== Data lines ==
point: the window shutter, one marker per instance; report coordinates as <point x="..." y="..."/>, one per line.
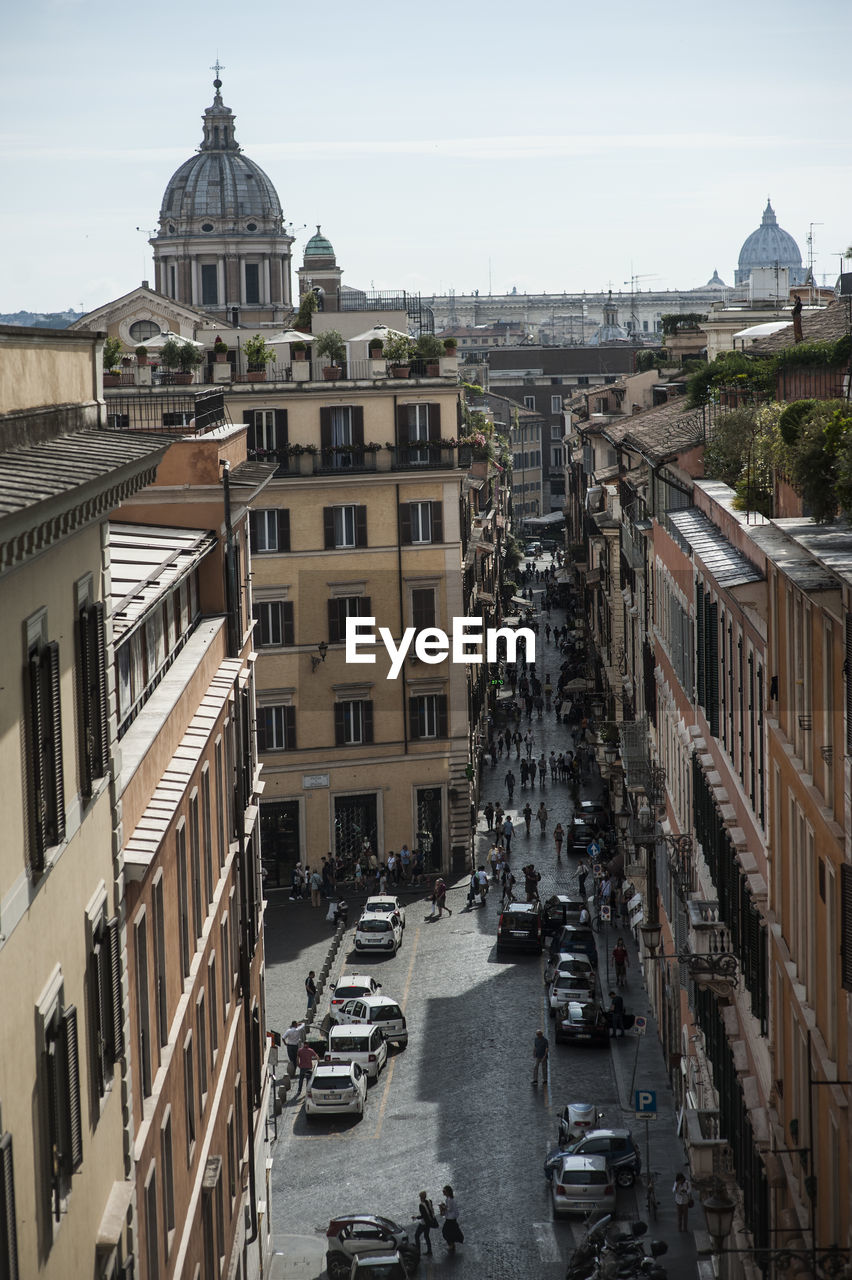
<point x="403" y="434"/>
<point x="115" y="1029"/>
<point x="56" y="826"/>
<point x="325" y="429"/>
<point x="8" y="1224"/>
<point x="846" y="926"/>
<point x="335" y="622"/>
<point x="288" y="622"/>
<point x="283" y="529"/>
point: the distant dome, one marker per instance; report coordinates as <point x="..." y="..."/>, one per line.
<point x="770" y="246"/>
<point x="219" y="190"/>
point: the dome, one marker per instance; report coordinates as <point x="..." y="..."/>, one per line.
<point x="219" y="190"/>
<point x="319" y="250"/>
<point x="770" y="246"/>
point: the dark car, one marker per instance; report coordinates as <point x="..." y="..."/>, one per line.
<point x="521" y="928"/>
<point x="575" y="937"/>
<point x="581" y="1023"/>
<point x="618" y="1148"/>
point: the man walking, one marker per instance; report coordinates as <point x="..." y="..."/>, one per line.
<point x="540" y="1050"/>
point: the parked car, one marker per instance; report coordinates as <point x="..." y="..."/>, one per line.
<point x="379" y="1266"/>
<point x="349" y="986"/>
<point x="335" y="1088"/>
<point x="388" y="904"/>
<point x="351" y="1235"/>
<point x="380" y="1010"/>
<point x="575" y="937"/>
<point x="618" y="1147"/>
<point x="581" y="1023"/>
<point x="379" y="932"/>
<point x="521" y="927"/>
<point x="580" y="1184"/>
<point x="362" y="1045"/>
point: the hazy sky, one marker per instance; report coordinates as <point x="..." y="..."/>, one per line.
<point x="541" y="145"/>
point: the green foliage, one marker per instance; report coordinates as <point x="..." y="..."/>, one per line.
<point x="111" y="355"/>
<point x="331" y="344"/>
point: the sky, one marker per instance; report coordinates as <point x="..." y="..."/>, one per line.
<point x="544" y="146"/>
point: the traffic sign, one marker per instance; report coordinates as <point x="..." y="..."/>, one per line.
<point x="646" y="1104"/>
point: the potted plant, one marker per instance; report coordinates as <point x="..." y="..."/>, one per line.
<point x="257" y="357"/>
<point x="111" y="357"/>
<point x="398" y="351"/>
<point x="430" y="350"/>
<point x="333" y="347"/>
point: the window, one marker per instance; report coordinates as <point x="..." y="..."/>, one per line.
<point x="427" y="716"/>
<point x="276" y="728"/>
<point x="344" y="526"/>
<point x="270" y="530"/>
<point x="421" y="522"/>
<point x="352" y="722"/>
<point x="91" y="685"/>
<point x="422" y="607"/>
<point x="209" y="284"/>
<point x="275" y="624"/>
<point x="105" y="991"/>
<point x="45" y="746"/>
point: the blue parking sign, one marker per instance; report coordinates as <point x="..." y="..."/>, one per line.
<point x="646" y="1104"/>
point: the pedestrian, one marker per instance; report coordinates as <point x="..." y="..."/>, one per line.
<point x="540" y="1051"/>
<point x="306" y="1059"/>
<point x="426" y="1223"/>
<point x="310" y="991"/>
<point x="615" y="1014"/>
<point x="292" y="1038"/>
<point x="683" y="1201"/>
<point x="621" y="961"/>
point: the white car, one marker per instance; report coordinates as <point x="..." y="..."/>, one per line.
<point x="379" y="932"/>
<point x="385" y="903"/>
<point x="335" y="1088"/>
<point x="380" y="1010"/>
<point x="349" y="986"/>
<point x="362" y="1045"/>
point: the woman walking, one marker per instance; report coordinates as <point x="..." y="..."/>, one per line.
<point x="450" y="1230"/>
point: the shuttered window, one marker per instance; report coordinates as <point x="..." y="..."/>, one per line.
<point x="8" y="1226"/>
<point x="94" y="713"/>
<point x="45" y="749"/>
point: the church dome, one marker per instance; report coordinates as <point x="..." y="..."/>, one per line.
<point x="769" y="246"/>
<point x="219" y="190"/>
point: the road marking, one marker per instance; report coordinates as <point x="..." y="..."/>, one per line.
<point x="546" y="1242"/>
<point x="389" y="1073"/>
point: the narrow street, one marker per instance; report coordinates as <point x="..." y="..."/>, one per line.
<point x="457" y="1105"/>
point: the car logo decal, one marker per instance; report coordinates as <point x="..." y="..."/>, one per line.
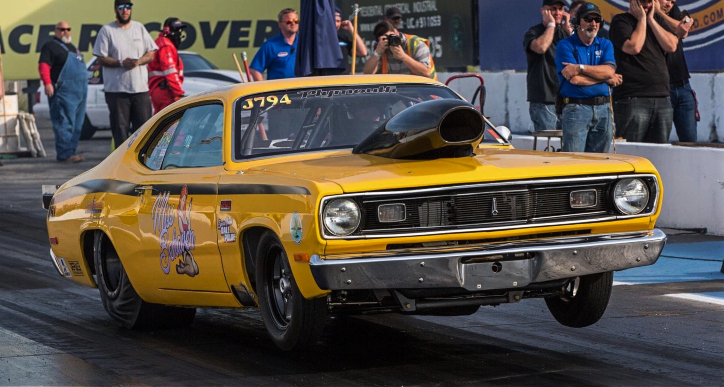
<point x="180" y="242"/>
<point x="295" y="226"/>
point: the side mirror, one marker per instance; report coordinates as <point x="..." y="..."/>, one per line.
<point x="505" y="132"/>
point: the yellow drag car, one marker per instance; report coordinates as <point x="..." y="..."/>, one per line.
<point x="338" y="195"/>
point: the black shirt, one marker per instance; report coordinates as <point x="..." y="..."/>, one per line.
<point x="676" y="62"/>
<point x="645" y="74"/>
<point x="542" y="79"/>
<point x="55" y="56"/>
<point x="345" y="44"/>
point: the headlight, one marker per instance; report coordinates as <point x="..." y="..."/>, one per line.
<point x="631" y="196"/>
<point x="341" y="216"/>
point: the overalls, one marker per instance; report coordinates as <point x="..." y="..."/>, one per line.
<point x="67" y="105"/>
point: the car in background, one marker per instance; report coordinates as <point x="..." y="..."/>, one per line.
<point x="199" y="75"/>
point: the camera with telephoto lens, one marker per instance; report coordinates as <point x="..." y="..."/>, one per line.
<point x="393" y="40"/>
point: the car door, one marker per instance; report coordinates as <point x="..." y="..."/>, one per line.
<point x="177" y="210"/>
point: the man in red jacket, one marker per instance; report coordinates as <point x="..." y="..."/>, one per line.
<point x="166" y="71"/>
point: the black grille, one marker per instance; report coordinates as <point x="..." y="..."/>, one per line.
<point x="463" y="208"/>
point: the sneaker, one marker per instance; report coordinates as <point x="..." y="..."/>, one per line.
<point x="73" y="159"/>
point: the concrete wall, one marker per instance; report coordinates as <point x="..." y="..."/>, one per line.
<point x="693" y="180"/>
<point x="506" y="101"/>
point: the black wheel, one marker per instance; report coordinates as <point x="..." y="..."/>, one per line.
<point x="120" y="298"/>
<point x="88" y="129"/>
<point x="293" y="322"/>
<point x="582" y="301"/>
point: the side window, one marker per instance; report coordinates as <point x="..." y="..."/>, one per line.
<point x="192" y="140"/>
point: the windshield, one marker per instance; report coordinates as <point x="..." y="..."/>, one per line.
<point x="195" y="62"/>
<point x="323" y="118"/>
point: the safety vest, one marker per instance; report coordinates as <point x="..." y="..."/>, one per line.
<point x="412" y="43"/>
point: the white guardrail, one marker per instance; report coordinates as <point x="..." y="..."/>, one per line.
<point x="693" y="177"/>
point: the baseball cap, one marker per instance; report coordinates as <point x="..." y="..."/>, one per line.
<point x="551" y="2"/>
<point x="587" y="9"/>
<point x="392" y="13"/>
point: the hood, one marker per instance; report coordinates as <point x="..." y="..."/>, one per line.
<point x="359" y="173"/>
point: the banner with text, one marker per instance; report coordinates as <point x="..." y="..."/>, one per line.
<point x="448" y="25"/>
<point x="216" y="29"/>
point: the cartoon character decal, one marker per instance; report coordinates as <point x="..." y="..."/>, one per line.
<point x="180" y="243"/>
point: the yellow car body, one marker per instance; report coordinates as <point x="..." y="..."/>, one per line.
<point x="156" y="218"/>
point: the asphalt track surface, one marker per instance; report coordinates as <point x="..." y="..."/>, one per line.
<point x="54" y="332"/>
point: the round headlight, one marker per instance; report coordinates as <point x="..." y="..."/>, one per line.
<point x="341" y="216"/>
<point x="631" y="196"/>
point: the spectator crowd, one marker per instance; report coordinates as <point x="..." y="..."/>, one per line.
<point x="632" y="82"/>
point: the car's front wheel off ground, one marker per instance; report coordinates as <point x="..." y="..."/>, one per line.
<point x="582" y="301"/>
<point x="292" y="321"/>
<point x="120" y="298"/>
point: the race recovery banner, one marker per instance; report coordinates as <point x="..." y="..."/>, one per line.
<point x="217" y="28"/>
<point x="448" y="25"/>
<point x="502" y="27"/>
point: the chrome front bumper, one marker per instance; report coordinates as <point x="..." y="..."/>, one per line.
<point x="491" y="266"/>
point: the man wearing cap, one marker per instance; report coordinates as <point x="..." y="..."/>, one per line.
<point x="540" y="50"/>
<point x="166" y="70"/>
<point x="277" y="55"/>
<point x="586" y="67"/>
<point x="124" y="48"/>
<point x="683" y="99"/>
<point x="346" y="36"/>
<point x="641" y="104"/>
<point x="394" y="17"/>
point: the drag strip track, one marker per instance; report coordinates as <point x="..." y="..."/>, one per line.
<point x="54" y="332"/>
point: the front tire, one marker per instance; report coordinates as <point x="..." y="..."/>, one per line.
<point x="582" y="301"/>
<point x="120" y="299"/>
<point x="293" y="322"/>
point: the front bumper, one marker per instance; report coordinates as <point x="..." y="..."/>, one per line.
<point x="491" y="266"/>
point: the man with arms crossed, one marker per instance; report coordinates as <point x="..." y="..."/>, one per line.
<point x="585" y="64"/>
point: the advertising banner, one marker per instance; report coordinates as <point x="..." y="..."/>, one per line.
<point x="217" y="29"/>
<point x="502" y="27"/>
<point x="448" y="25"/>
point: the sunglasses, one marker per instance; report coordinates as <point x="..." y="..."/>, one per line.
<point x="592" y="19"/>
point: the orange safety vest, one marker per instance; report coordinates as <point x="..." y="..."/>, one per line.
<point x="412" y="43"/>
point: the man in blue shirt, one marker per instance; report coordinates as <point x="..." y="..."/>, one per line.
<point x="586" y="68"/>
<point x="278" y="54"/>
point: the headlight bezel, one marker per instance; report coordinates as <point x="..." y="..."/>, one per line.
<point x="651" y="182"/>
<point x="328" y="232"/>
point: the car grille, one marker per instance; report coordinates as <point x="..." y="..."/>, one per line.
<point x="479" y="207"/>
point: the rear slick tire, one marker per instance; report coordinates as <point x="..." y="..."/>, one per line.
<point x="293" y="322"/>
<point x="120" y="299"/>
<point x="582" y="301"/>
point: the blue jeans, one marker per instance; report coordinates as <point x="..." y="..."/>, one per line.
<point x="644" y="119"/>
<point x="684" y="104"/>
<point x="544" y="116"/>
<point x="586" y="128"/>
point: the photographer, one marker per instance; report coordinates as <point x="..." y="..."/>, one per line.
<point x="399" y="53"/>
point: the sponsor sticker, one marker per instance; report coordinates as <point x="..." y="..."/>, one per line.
===
Repeat the lines from the one containing "point: the front bumper, one" through the end of the listing, exactly and without any other lines; both ends are included.

Exercise answer:
point: the front bumper, one marker per instance; report coordinates as <point x="..." y="..."/>, one per line.
<point x="491" y="266"/>
point: the man with arms crossed, one marker per instance; report coordinates as <point x="..." y="..."/>, one per line.
<point x="585" y="64"/>
point: the advertising banner, one marker per instance; report coordinates as <point x="..." y="..."/>, one per line.
<point x="217" y="29"/>
<point x="502" y="27"/>
<point x="448" y="25"/>
point: the sunglasses, one marker per instance; report coordinates as <point x="..." y="..."/>, one per line.
<point x="592" y="19"/>
point: the orange safety vest, one marker per instance; report coordinates as <point x="..." y="..."/>, one per line.
<point x="412" y="43"/>
point: the man in blue shirt, one marker per instance; report coordinates as <point x="..." y="..."/>, one per line.
<point x="586" y="68"/>
<point x="278" y="54"/>
point: the headlight bezel, one marker per instance; report coordinates as <point x="..." y="..."/>, one per line.
<point x="651" y="182"/>
<point x="328" y="232"/>
point: the car grille, one marker per instance; report coordinates as <point x="..." y="..."/>, one per line.
<point x="479" y="207"/>
point: the rear slick tire, one marker per instance; report coordinates as <point x="..." y="..."/>, one per line.
<point x="293" y="322"/>
<point x="120" y="299"/>
<point x="582" y="301"/>
point: the blue jeans, one marker per instance; report coordinates as <point x="..." y="..."/>, one per line.
<point x="644" y="119"/>
<point x="684" y="104"/>
<point x="544" y="116"/>
<point x="586" y="128"/>
point: the photographer, one marker per instance; report coordinates as <point x="..." y="..."/>, one per line.
<point x="399" y="53"/>
point: the sponsor sticker, one marker per instance; report coordinates as <point x="..." y="..."/>, one per line.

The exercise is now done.